Dataset records
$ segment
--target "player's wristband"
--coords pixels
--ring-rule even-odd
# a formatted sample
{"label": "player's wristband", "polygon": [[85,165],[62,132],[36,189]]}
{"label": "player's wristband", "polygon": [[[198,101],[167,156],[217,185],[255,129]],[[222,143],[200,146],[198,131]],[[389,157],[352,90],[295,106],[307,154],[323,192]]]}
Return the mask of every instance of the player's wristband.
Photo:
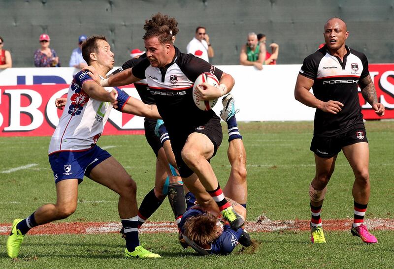
{"label": "player's wristband", "polygon": [[219,89],[222,91],[221,93],[222,96],[227,92],[227,86],[224,83],[219,86]]}
{"label": "player's wristband", "polygon": [[102,87],[107,87],[109,86],[108,83],[108,79],[102,79],[100,81],[100,86]]}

_DIRECTIONS FOR THIS TASK_: Reproduce the records above without any changes, and leave out the pictures.

_SOLUTION TO THIS EXERCISE_:
$ segment
--target "player's wristband"
--coords pixels
--ring-rule even-odd
# a formatted sample
{"label": "player's wristband", "polygon": [[85,165],[62,132],[36,189]]}
{"label": "player's wristband", "polygon": [[[198,101],[167,156],[217,185],[255,129]],[[222,143],[200,146],[198,131]],[[389,157],[352,90],[295,106],[307,154],[323,192]]]}
Return the mask of every instance of the player's wristband.
Photo:
{"label": "player's wristband", "polygon": [[219,89],[222,91],[221,93],[222,96],[227,92],[227,86],[224,83],[219,86]]}
{"label": "player's wristband", "polygon": [[102,87],[107,87],[109,86],[108,83],[108,79],[102,79],[100,81],[100,86]]}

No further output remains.